DESCRIPTION OF THE TASK: Copy the following items verbatim, everything from the first line down to and including the line that contains "x=140 y=381".
START DATASET ENTRIES
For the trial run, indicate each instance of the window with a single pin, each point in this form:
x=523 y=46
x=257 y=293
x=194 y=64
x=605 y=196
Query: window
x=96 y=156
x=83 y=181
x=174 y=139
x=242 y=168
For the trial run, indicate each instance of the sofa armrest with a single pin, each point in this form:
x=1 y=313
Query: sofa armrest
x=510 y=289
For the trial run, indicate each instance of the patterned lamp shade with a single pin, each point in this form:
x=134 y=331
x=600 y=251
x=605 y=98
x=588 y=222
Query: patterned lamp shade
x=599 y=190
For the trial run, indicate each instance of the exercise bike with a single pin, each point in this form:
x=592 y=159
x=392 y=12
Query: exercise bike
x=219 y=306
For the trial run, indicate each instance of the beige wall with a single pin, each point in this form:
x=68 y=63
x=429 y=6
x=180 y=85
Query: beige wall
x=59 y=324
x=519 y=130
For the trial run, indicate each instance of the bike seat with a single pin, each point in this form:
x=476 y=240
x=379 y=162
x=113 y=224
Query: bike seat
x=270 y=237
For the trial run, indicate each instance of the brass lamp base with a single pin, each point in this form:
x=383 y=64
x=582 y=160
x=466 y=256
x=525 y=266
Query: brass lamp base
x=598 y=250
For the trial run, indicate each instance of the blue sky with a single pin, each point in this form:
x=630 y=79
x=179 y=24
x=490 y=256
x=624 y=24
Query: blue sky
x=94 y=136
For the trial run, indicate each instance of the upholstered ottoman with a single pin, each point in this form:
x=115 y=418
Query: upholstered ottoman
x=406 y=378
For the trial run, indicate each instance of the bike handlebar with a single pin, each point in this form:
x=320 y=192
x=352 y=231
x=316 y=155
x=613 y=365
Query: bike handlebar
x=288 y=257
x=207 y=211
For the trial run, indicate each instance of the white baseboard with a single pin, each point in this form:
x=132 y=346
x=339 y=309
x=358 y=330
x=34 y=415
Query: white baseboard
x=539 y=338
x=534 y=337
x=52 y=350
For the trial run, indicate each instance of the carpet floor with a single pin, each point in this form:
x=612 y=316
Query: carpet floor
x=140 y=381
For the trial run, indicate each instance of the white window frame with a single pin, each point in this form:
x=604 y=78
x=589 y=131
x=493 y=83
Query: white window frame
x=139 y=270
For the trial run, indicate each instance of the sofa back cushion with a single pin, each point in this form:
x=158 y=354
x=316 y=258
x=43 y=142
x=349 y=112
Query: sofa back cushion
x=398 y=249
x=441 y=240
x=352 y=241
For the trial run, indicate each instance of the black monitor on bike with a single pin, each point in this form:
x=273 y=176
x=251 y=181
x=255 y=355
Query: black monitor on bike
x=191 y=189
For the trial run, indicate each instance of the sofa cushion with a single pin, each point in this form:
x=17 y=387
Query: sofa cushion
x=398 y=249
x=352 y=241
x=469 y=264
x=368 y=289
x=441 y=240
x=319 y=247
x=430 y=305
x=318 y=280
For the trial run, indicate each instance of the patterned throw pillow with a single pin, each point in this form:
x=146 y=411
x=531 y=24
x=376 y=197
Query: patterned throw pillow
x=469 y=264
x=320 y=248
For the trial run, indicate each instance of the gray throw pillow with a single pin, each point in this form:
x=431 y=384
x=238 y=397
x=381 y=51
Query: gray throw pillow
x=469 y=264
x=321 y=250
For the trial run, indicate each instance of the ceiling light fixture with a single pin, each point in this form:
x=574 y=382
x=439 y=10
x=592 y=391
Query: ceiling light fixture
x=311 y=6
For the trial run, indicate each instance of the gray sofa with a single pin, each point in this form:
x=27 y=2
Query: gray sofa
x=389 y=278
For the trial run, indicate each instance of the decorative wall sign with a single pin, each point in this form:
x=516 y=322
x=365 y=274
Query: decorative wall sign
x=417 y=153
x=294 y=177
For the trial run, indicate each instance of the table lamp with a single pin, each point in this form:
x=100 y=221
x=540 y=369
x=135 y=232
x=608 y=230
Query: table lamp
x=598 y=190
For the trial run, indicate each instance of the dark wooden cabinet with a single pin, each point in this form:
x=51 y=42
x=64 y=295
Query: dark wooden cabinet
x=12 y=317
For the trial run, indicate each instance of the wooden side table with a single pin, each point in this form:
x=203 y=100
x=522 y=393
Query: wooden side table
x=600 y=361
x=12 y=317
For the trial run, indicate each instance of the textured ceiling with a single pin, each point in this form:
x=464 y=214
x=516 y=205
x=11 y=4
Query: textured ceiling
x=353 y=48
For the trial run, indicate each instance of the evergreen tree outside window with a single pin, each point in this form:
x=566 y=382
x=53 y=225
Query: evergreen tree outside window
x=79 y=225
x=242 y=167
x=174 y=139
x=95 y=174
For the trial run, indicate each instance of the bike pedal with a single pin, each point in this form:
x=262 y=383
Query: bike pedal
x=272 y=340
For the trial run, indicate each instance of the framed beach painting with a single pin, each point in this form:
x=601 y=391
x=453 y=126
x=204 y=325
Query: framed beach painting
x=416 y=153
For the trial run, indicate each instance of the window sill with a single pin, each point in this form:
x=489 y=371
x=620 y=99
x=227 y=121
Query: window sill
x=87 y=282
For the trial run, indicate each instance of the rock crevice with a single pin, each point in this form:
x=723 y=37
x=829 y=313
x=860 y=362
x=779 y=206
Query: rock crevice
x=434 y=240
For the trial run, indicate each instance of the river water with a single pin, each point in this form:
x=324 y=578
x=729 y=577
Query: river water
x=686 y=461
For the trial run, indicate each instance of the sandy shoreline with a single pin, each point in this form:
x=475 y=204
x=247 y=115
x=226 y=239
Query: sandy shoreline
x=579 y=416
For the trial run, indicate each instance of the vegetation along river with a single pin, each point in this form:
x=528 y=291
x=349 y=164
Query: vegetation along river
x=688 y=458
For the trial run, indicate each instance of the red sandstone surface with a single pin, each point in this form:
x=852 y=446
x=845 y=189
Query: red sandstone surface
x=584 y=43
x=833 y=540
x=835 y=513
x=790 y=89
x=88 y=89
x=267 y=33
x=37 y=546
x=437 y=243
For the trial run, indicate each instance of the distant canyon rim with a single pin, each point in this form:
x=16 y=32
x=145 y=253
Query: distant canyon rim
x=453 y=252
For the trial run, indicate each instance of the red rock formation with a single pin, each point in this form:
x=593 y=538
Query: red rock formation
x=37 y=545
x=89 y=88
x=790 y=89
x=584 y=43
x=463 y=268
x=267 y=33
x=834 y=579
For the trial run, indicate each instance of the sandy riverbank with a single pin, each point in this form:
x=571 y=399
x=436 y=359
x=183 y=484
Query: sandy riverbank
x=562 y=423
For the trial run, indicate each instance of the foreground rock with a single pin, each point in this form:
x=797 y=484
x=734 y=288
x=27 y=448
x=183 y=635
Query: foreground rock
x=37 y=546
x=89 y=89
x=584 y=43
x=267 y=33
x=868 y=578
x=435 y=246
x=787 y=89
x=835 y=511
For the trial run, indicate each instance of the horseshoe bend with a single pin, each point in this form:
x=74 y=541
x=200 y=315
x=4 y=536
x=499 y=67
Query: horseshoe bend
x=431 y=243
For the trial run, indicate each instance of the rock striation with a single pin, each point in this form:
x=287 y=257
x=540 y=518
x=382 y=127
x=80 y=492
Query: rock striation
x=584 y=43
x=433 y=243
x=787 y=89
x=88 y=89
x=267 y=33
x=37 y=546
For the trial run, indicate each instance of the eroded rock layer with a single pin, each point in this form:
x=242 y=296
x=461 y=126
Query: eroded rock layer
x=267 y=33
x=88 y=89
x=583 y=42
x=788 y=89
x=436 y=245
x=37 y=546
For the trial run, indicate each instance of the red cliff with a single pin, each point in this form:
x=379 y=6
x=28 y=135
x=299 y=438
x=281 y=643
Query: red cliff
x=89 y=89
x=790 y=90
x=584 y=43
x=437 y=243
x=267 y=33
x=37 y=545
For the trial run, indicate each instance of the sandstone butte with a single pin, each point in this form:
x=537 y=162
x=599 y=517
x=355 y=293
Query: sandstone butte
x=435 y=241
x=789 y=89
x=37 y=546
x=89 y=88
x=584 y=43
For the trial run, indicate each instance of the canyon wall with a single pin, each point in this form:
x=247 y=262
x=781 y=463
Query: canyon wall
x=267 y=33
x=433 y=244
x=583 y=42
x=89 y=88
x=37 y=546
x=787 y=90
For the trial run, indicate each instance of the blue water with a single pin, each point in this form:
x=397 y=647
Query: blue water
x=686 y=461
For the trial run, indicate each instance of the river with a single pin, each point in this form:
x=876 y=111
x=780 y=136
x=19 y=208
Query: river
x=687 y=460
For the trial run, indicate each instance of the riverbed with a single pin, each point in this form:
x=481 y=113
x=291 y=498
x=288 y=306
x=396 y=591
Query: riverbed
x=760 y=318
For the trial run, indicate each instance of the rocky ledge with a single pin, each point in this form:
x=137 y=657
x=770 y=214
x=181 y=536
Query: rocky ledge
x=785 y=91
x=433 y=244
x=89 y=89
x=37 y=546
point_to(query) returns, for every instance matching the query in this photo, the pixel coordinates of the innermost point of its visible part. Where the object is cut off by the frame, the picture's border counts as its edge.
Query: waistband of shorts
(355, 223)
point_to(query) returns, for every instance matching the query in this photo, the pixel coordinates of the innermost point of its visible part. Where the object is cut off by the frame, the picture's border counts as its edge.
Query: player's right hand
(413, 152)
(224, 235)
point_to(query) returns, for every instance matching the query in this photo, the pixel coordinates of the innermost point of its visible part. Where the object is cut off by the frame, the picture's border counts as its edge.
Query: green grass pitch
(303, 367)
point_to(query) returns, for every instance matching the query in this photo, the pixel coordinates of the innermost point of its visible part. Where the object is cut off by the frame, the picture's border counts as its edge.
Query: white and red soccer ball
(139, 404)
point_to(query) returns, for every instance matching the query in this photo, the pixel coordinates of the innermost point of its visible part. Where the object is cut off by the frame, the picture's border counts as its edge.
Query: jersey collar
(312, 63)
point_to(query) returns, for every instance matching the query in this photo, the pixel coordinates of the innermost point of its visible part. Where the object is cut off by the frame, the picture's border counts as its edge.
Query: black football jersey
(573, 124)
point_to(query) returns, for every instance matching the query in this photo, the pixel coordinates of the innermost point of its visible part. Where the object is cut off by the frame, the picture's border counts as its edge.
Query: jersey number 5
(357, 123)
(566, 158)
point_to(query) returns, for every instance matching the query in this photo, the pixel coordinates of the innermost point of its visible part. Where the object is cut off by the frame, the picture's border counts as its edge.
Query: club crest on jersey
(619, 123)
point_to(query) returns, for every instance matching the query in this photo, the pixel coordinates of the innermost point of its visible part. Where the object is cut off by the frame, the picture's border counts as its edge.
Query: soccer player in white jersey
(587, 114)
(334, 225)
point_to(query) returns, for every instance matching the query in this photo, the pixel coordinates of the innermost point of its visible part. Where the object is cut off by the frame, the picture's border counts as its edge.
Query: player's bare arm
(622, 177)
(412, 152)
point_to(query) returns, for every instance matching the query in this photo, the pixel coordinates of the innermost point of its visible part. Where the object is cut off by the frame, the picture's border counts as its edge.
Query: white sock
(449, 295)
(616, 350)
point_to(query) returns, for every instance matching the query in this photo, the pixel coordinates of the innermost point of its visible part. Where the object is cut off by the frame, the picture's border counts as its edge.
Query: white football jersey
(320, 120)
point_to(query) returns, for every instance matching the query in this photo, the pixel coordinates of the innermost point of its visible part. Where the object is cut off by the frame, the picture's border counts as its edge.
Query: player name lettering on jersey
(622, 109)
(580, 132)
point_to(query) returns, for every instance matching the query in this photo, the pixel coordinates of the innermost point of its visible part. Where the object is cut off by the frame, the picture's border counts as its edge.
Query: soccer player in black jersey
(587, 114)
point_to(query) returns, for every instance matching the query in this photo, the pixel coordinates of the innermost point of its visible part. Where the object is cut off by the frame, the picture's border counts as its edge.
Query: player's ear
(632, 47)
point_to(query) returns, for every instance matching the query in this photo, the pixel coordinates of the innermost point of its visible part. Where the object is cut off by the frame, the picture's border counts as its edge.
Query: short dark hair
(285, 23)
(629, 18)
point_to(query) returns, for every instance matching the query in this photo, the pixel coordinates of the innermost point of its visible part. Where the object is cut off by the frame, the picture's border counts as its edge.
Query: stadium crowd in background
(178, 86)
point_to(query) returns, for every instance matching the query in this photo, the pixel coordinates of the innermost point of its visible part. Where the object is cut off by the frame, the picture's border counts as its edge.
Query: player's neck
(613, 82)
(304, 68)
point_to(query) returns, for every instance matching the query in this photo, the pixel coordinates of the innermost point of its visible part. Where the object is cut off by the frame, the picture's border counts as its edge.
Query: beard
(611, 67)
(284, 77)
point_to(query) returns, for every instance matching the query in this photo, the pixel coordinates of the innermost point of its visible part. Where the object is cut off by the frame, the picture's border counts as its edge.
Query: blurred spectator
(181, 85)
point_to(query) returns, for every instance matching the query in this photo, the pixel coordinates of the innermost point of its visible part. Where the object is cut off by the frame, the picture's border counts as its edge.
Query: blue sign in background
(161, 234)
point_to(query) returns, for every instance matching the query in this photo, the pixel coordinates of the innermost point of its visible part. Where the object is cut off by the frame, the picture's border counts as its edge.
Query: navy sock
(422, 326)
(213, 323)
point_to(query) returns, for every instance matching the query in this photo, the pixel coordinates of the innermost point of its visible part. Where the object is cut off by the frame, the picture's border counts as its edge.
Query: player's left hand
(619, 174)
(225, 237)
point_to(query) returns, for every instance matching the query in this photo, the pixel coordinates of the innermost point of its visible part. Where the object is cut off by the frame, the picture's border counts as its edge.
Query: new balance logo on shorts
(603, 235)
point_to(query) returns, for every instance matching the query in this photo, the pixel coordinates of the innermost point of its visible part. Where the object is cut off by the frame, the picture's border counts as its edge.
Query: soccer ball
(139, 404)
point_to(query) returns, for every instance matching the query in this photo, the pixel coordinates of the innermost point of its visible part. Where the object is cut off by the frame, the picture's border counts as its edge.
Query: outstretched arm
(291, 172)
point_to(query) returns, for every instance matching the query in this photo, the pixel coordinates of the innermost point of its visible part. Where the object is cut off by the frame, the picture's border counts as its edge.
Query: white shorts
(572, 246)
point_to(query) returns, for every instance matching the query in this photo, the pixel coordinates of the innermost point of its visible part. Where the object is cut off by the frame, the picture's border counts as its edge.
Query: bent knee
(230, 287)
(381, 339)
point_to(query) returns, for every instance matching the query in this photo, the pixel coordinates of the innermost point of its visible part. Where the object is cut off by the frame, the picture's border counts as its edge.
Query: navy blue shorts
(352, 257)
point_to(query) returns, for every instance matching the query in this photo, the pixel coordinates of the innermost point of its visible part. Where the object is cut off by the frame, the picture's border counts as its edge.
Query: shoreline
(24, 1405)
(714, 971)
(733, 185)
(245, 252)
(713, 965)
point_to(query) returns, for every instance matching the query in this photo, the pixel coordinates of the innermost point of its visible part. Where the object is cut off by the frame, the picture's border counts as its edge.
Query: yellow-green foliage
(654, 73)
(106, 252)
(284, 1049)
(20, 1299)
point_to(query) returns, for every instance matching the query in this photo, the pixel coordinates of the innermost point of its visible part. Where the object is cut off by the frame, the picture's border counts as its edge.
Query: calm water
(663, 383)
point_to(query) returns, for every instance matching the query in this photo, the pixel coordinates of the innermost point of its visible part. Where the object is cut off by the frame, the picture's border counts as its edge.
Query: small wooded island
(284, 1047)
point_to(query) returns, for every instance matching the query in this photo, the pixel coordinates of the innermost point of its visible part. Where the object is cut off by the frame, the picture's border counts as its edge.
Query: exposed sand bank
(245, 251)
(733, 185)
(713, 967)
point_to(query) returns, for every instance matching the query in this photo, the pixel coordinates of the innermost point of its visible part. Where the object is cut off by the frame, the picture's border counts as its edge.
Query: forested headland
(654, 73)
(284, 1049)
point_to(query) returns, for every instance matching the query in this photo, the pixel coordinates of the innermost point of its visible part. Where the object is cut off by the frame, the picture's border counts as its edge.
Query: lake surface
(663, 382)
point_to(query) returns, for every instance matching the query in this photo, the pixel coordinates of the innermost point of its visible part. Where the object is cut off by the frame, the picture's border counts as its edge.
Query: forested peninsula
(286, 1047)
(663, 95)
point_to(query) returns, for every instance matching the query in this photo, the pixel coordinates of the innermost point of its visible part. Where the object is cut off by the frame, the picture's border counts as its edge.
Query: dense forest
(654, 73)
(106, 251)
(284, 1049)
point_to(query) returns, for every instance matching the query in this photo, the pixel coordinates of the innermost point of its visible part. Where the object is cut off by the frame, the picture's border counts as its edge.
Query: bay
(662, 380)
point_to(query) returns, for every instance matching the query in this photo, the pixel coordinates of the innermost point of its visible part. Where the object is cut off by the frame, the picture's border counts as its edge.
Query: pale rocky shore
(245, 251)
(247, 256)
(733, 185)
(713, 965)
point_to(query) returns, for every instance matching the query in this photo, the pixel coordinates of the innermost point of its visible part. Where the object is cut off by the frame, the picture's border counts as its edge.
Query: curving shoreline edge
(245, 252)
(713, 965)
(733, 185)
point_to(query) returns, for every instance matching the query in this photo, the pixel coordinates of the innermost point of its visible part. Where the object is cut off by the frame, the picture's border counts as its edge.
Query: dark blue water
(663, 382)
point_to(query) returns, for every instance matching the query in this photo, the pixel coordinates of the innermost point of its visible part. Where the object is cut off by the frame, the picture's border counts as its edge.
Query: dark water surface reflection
END DATASET ENTRIES
RESULT OF THE EXERCISE:
For the trial run, indicate each instance of the window with a single pin, each point in this form:
x=523 y=46
x=257 y=293
x=194 y=64
x=605 y=196
Query: window
x=96 y=156
x=83 y=181
x=174 y=139
x=242 y=168
For the trial run, indicate each instance of the sofa armrest with a single pin, each point in this form:
x=1 y=313
Query: sofa armrest
x=510 y=289
For the trial run, indicate each instance of the patterned lamp shade with a single pin, each point in this form:
x=134 y=331
x=600 y=251
x=605 y=98
x=588 y=222
Query: patterned lamp shade
x=599 y=190
For the trial run, indicate each instance of the exercise bike with a single pin, each point in this form:
x=592 y=159
x=392 y=12
Query: exercise bike
x=219 y=306
For the trial run, indicate each instance of the beige wall with a single pin, each point in this form:
x=68 y=63
x=429 y=6
x=180 y=85
Query: beige wall
x=59 y=324
x=519 y=130
For the trial run, indicate each instance of the bike seat with a single pin, each point in this form:
x=476 y=240
x=379 y=162
x=113 y=224
Query: bike seat
x=270 y=237
For the trial run, indicate each instance of the brass lamp base with a single pin, each point in this form:
x=383 y=64
x=582 y=160
x=466 y=256
x=525 y=266
Query: brass lamp base
x=598 y=250
For the trial run, indicate each instance of the blue sky with a single pin, each point in this form:
x=630 y=79
x=179 y=24
x=490 y=256
x=624 y=24
Query: blue sky
x=94 y=136
For the trial run, indicate each instance of the upholstered ottoman with a single pin, each point in this form:
x=115 y=418
Query: upholstered ottoman
x=406 y=378
For the trial run, indicate each instance of the bike handlebar with a single pin, each point in this form:
x=320 y=192
x=352 y=231
x=316 y=155
x=613 y=365
Query: bike handlebar
x=288 y=257
x=207 y=211
For the trial run, indicate each instance of the white baseboard with a single pin, each point in this form:
x=132 y=346
x=339 y=309
x=358 y=330
x=34 y=415
Query: white baseboard
x=539 y=338
x=534 y=337
x=52 y=350
For the trial run, indicate each instance of the carpet floor with a single pin, each point in this form:
x=612 y=316
Query: carpet floor
x=140 y=381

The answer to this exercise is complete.